» **Written task**: Collect every line of the records that contains the string "exposed" and list those lines.

(Image boundary labeling records)

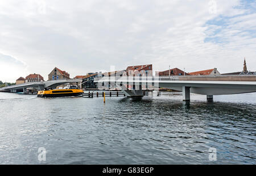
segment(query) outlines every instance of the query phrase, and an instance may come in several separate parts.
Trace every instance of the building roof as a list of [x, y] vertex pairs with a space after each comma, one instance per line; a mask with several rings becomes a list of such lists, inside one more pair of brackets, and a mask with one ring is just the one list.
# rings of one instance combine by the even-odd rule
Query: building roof
[[66, 72], [65, 71], [62, 71], [61, 70], [60, 70], [60, 68], [57, 68], [57, 67], [55, 67], [55, 68], [56, 68], [57, 71], [59, 71], [59, 72], [63, 76], [69, 78], [69, 74], [67, 72]]
[[27, 80], [27, 79], [38, 79], [38, 78], [40, 80], [44, 80], [44, 78], [43, 78], [43, 76], [42, 76], [39, 74], [30, 74], [30, 75], [26, 76], [26, 80]]
[[223, 75], [256, 75], [256, 71], [237, 71], [221, 74]]
[[82, 79], [88, 78], [90, 78], [91, 76], [95, 76], [97, 75], [98, 75], [98, 74], [92, 74], [92, 75], [85, 75], [82, 78]]
[[[182, 72], [184, 72], [183, 70], [180, 70], [180, 69], [179, 69], [179, 68], [171, 68], [171, 69], [170, 69], [170, 70], [164, 70], [164, 71], [159, 71], [159, 72], [158, 72], [158, 74], [164, 74], [166, 72], [169, 72], [169, 70], [180, 70], [180, 71], [182, 71]], [[186, 74], [186, 75], [187, 75], [188, 74], [187, 73], [187, 72], [185, 72], [185, 74]]]
[[23, 77], [19, 77], [16, 81], [24, 81], [25, 79]]
[[86, 76], [86, 75], [77, 75], [76, 76], [74, 79], [83, 79], [85, 76]]
[[240, 74], [241, 74], [241, 71], [232, 72], [230, 72], [230, 73], [222, 74], [221, 75], [239, 75]]
[[150, 70], [152, 70], [152, 64], [149, 64], [149, 65], [139, 65], [139, 66], [129, 66], [128, 67], [127, 67], [126, 70], [139, 71], [139, 70], [142, 70], [148, 66], [151, 66]]
[[214, 68], [189, 72], [189, 75], [208, 75]]

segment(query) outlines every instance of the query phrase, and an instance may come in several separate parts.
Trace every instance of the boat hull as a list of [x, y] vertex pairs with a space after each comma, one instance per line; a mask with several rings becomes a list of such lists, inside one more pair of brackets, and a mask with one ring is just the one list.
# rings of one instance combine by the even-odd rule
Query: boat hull
[[82, 93], [68, 93], [56, 94], [42, 94], [38, 95], [39, 97], [77, 97], [82, 95]]

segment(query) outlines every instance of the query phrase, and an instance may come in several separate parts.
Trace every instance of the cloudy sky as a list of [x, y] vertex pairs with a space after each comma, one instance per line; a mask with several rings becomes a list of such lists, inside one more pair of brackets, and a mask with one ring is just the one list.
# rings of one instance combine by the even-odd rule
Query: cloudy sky
[[154, 70], [256, 71], [256, 1], [0, 0], [0, 80], [55, 67], [71, 77]]

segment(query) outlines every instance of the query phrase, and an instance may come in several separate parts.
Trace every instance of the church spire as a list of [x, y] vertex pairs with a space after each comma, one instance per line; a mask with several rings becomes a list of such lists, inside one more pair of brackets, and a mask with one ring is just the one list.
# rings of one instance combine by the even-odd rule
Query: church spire
[[245, 61], [245, 58], [243, 60], [243, 72], [247, 72], [246, 62]]

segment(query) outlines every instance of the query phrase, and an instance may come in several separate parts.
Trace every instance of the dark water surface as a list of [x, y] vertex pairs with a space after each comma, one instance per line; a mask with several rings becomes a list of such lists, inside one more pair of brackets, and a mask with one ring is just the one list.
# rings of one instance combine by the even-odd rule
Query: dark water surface
[[0, 164], [255, 164], [256, 93], [205, 98], [163, 93], [104, 105], [0, 93]]

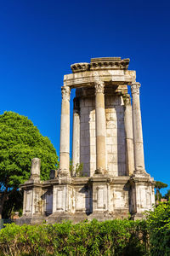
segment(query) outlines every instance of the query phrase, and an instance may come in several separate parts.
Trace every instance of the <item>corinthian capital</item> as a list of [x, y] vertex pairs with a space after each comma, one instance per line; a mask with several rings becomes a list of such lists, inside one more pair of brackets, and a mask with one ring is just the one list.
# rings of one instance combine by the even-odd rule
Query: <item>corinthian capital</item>
[[139, 88], [140, 88], [140, 83], [133, 83], [131, 85], [131, 92], [132, 94], [139, 94]]
[[122, 96], [122, 98], [123, 98], [123, 102], [124, 102], [125, 106], [131, 105], [129, 94], [124, 94]]
[[69, 86], [61, 87], [62, 99], [70, 101], [71, 89]]
[[95, 86], [95, 91], [96, 93], [98, 92], [102, 92], [104, 93], [104, 88], [105, 88], [105, 83], [99, 80], [99, 78], [94, 79], [94, 86]]

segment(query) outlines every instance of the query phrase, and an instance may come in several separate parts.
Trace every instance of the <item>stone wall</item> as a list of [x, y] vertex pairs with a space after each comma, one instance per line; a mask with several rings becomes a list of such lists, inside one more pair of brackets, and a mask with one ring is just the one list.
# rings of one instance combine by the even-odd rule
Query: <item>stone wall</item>
[[[106, 169], [111, 176], [126, 175], [124, 106], [122, 96], [105, 96]], [[95, 97], [80, 98], [80, 162], [83, 175], [96, 170]]]

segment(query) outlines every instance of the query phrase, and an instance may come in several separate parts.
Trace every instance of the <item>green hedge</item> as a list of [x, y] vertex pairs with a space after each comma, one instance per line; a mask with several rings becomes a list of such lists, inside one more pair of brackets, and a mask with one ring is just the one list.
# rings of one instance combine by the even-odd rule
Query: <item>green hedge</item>
[[7, 224], [0, 230], [3, 255], [169, 256], [170, 201], [141, 221]]
[[147, 255], [144, 221], [72, 224], [8, 224], [0, 231], [0, 255]]

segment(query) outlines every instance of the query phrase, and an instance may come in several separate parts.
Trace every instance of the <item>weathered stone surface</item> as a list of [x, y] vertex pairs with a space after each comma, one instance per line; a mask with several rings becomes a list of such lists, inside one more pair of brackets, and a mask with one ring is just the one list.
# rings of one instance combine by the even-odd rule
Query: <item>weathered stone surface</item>
[[[144, 170], [139, 87], [129, 60], [95, 58], [71, 65], [64, 77], [60, 170], [40, 181], [32, 160], [24, 189], [24, 223], [76, 223], [115, 218], [140, 218], [155, 204], [154, 181]], [[131, 85], [132, 106], [128, 94]], [[70, 174], [70, 92], [76, 88]], [[76, 171], [83, 164], [82, 170]], [[82, 177], [78, 177], [82, 176]]]

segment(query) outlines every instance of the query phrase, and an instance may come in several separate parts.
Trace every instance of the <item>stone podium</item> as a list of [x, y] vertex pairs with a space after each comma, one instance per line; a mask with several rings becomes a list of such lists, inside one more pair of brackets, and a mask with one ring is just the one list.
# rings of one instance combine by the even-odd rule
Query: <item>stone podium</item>
[[[144, 167], [140, 84], [128, 64], [129, 59], [110, 57], [71, 66], [72, 73], [64, 76], [61, 87], [60, 168], [45, 182], [37, 168], [20, 186], [25, 191], [20, 223], [105, 220], [129, 213], [135, 219], [152, 209], [155, 182]], [[76, 97], [71, 171], [71, 89]], [[31, 207], [29, 195], [37, 198]]]

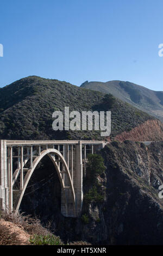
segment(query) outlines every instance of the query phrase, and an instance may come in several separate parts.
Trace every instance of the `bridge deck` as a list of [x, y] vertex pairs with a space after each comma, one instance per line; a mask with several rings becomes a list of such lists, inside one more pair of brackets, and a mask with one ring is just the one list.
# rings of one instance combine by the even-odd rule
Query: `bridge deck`
[[98, 145], [99, 144], [106, 143], [103, 141], [9, 141], [7, 140], [7, 145], [14, 145], [17, 146], [18, 145], [48, 145], [48, 144], [79, 144], [81, 142], [82, 144], [92, 144], [94, 145]]

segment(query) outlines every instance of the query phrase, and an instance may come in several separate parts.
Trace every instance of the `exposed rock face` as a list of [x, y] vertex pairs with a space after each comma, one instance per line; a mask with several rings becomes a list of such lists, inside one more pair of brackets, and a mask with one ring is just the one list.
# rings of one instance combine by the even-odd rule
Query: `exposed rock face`
[[[49, 198], [47, 203], [46, 200], [42, 202], [43, 193], [38, 194], [33, 201], [29, 194], [30, 199], [28, 200], [30, 206], [26, 205], [24, 200], [23, 211], [28, 213], [30, 208], [30, 213], [34, 215], [37, 205], [42, 220], [44, 222], [54, 222], [56, 234], [65, 242], [83, 240], [93, 245], [162, 245], [163, 199], [158, 196], [159, 186], [163, 184], [162, 153], [163, 142], [148, 147], [128, 141], [112, 142], [101, 151], [106, 170], [98, 176], [98, 180], [105, 191], [103, 202], [89, 204], [84, 202], [81, 218], [64, 217], [60, 212], [59, 204], [58, 208], [57, 203], [54, 208], [53, 206], [55, 197], [55, 202], [59, 198], [57, 192], [54, 192], [55, 183], [53, 183], [53, 186], [50, 184], [46, 188], [45, 186], [43, 192], [47, 198], [49, 187], [51, 193], [53, 190], [51, 202]], [[45, 216], [43, 204], [47, 211]], [[82, 217], [85, 214], [87, 219], [83, 222]]]
[[148, 120], [133, 128], [124, 131], [114, 138], [115, 141], [157, 141], [163, 139], [163, 124], [159, 120]]

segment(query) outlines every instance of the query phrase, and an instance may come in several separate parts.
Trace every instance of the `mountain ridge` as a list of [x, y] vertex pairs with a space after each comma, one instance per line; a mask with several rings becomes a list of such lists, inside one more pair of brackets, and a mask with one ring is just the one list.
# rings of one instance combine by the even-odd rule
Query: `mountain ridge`
[[111, 93], [163, 121], [163, 92], [154, 91], [128, 81], [86, 82], [82, 84], [82, 88]]
[[[108, 95], [108, 96], [110, 97]], [[6, 139], [106, 139], [100, 131], [52, 129], [55, 111], [111, 111], [111, 139], [154, 118], [115, 99], [110, 106], [105, 95], [65, 81], [29, 76], [0, 90], [0, 137]], [[109, 105], [108, 105], [109, 104]]]

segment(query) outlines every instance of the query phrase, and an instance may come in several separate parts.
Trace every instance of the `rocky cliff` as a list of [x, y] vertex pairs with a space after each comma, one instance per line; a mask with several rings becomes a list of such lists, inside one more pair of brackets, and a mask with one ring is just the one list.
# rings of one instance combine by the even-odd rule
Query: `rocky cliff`
[[[127, 139], [133, 141], [161, 141], [163, 139], [163, 124], [157, 119], [148, 120], [130, 131], [123, 132], [114, 138], [114, 140], [120, 142]], [[110, 139], [108, 140], [109, 141]]]
[[[66, 242], [162, 245], [163, 199], [158, 196], [159, 187], [163, 184], [162, 153], [162, 142], [146, 147], [126, 141], [106, 146], [100, 152], [105, 170], [96, 176], [97, 193], [92, 179], [89, 181], [91, 175], [87, 169], [87, 178], [84, 180], [84, 200], [79, 218], [65, 218], [60, 214], [59, 202], [57, 207], [59, 194], [55, 191], [55, 182], [58, 184], [58, 181], [55, 180], [50, 187], [49, 184], [46, 188], [44, 186], [43, 193], [36, 193], [35, 197], [32, 193], [27, 195], [22, 210], [28, 213], [28, 202], [30, 204], [30, 214], [34, 214], [37, 208], [41, 218], [54, 223], [55, 233]], [[92, 194], [88, 196], [89, 190]]]

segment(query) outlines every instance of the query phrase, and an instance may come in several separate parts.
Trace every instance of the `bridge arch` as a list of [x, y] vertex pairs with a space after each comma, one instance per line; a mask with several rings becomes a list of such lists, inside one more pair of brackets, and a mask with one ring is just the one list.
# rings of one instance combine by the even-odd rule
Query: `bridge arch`
[[[67, 164], [67, 163], [63, 157], [62, 155], [59, 152], [59, 151], [55, 149], [47, 149], [46, 150], [43, 150], [41, 153], [40, 155], [37, 156], [33, 162], [33, 166], [32, 168], [29, 168], [26, 174], [24, 179], [23, 180], [23, 187], [21, 191], [20, 191], [19, 194], [18, 195], [17, 200], [15, 204], [15, 209], [16, 211], [18, 211], [21, 203], [22, 202], [24, 192], [28, 185], [28, 184], [30, 180], [30, 179], [34, 172], [37, 165], [39, 163], [39, 162], [41, 160], [41, 159], [46, 155], [47, 155], [49, 159], [52, 161], [55, 169], [57, 172], [57, 174], [59, 177], [59, 179], [60, 181], [60, 183], [61, 187], [61, 191], [62, 192], [62, 194], [64, 196], [64, 204], [65, 204], [65, 210], [64, 211], [64, 212], [62, 212], [64, 214], [65, 216], [67, 216], [68, 214], [68, 202], [67, 197], [68, 197], [70, 200], [70, 196], [67, 197], [67, 188], [70, 191], [68, 192], [69, 194], [70, 194], [71, 196], [71, 203], [73, 205], [73, 213], [72, 215], [74, 215], [75, 217], [76, 216], [76, 196], [75, 196], [75, 192], [74, 190], [71, 179], [71, 176], [70, 173], [70, 171]], [[58, 160], [55, 159], [55, 155], [59, 157], [59, 162], [62, 163], [62, 164], [64, 167], [64, 173], [66, 175], [67, 180], [68, 184], [68, 187], [65, 186], [65, 183], [64, 181], [64, 179], [62, 178], [62, 173], [63, 172], [62, 170], [60, 170], [60, 166], [58, 163]], [[58, 161], [57, 161], [58, 160]]]

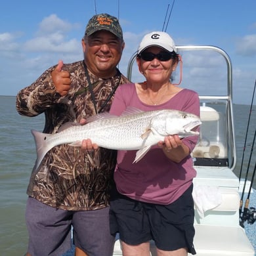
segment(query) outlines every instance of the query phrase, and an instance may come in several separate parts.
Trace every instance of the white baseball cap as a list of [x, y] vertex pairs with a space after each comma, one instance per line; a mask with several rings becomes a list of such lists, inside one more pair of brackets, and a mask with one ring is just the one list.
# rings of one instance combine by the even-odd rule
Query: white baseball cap
[[137, 54], [150, 46], [158, 46], [169, 52], [177, 53], [173, 39], [165, 32], [154, 32], [145, 35], [139, 46]]

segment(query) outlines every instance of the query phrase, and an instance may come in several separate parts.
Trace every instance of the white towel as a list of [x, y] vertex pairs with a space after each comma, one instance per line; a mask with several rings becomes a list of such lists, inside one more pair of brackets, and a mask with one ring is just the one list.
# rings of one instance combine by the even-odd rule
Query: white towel
[[206, 211], [215, 208], [222, 202], [221, 193], [217, 186], [194, 184], [192, 196], [201, 219]]

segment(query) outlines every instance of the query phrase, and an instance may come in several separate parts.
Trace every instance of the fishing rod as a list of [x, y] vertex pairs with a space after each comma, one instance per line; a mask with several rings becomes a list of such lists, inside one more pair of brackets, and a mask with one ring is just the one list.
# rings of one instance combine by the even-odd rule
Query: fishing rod
[[97, 14], [97, 11], [96, 9], [96, 0], [95, 0], [95, 14]]
[[168, 5], [167, 10], [166, 14], [165, 14], [165, 20], [163, 22], [163, 28], [161, 29], [161, 31], [164, 31], [165, 32], [166, 32], [166, 30], [167, 30], [167, 27], [168, 27], [169, 21], [170, 20], [171, 14], [171, 12], [173, 11], [173, 5], [174, 5], [175, 2], [175, 0], [173, 0], [173, 5], [171, 5], [171, 8], [170, 13], [169, 14], [168, 20], [167, 20], [167, 23], [166, 26], [165, 26], [165, 30], [163, 30], [163, 28], [164, 28], [164, 26], [165, 26], [165, 21], [166, 21], [166, 18], [167, 18], [167, 13], [168, 13], [169, 7], [170, 6], [170, 5]]
[[240, 226], [242, 226], [243, 228], [244, 228], [244, 223], [245, 221], [247, 221], [248, 223], [253, 224], [254, 222], [256, 221], [256, 209], [252, 207], [248, 209], [249, 203], [249, 196], [250, 196], [251, 188], [253, 187], [253, 183], [254, 181], [255, 172], [256, 172], [256, 162], [255, 162], [255, 165], [254, 165], [254, 169], [253, 172], [253, 176], [251, 177], [251, 185], [248, 192], [248, 196], [247, 197], [245, 203], [243, 215], [241, 217]]
[[[244, 149], [243, 149], [243, 155], [242, 155], [242, 157], [241, 169], [240, 169], [240, 173], [239, 174], [239, 182], [240, 182], [241, 175], [242, 175], [242, 170], [243, 165], [244, 165], [244, 153], [245, 153], [245, 148], [246, 148], [247, 137], [247, 135], [248, 135], [248, 129], [249, 129], [249, 126], [250, 120], [251, 120], [251, 110], [252, 110], [252, 108], [253, 108], [254, 95], [255, 95], [255, 87], [256, 87], [256, 79], [255, 79], [255, 82], [254, 83], [254, 89], [253, 89], [253, 96], [251, 98], [251, 106], [250, 106], [250, 110], [249, 110], [249, 117], [248, 117], [248, 121], [247, 121], [247, 129], [246, 129], [246, 133], [245, 133], [245, 140], [244, 140]], [[249, 166], [249, 165], [248, 165], [248, 166]], [[247, 173], [246, 174], [246, 175], [247, 175]], [[244, 190], [245, 190], [245, 186], [246, 186], [246, 181], [245, 180], [244, 181], [244, 184], [243, 192], [242, 192], [242, 196], [241, 196], [240, 207], [239, 207], [240, 215], [242, 213], [242, 208], [243, 207], [243, 198], [244, 198]]]
[[[254, 132], [253, 141], [253, 144], [252, 144], [252, 146], [251, 146], [251, 154], [250, 154], [250, 156], [249, 156], [249, 162], [248, 162], [248, 165], [247, 165], [247, 168], [245, 179], [245, 181], [244, 181], [245, 184], [246, 184], [247, 179], [247, 176], [248, 176], [248, 173], [249, 173], [249, 165], [250, 165], [250, 163], [251, 163], [251, 156], [253, 154], [254, 144], [255, 144], [255, 137], [256, 137], [256, 129], [255, 129], [255, 131]], [[251, 177], [251, 185], [250, 185], [250, 187], [249, 187], [249, 190], [248, 191], [247, 197], [247, 199], [245, 200], [245, 205], [244, 205], [244, 211], [242, 212], [242, 215], [241, 215], [241, 213], [240, 213], [240, 215], [241, 215], [240, 225], [242, 226], [244, 226], [244, 223], [246, 220], [247, 220], [247, 219], [248, 219], [248, 207], [249, 207], [249, 196], [250, 196], [251, 190], [251, 188], [252, 188], [253, 183], [254, 177], [255, 177], [255, 168], [256, 168], [256, 163], [255, 163], [255, 166], [254, 167], [254, 170], [253, 170], [253, 177]], [[244, 188], [243, 188], [243, 193], [242, 193], [243, 195], [244, 194], [244, 191], [245, 191], [245, 186], [244, 186]], [[256, 214], [256, 211], [255, 211], [255, 214]]]

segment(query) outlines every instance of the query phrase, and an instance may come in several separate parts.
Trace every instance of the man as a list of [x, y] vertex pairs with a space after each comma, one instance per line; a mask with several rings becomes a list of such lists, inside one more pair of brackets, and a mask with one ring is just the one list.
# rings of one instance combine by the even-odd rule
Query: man
[[[116, 68], [125, 47], [117, 19], [93, 16], [82, 39], [84, 60], [47, 70], [16, 98], [18, 112], [45, 116], [44, 133], [57, 133], [69, 121], [108, 111], [116, 88], [129, 82]], [[109, 256], [109, 198], [116, 152], [56, 146], [33, 169], [27, 193], [27, 255], [61, 255], [70, 247], [74, 227], [76, 255]]]

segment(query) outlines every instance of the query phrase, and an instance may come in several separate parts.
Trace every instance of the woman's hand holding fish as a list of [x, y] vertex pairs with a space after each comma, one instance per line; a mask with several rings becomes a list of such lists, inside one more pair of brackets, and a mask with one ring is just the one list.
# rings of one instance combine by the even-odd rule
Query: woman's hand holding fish
[[160, 141], [158, 145], [168, 158], [176, 163], [179, 163], [190, 154], [188, 147], [183, 144], [177, 135], [165, 137], [164, 140]]
[[71, 80], [70, 74], [67, 71], [62, 70], [62, 66], [63, 61], [59, 60], [51, 75], [56, 91], [61, 96], [65, 96], [70, 91]]

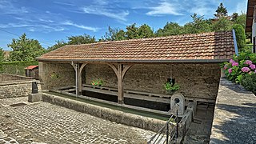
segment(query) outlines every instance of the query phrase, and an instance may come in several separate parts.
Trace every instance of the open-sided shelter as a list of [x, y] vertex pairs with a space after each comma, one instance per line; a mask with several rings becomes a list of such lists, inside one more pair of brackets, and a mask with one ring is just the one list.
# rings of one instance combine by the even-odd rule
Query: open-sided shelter
[[214, 102], [219, 64], [238, 53], [234, 31], [69, 45], [38, 58], [42, 89], [76, 86], [101, 78], [105, 86], [166, 94], [163, 84], [175, 78], [186, 98]]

» **Full output**:
Trace every instance of the `exposed rock face` as a list of [x, y] vertex pairs with a space after each comma, one instance per line; a mask with several rings becomes a list of such lists, inside one more pair of brackets, and a mask with one ring is just the one list.
Query: `exposed rock face`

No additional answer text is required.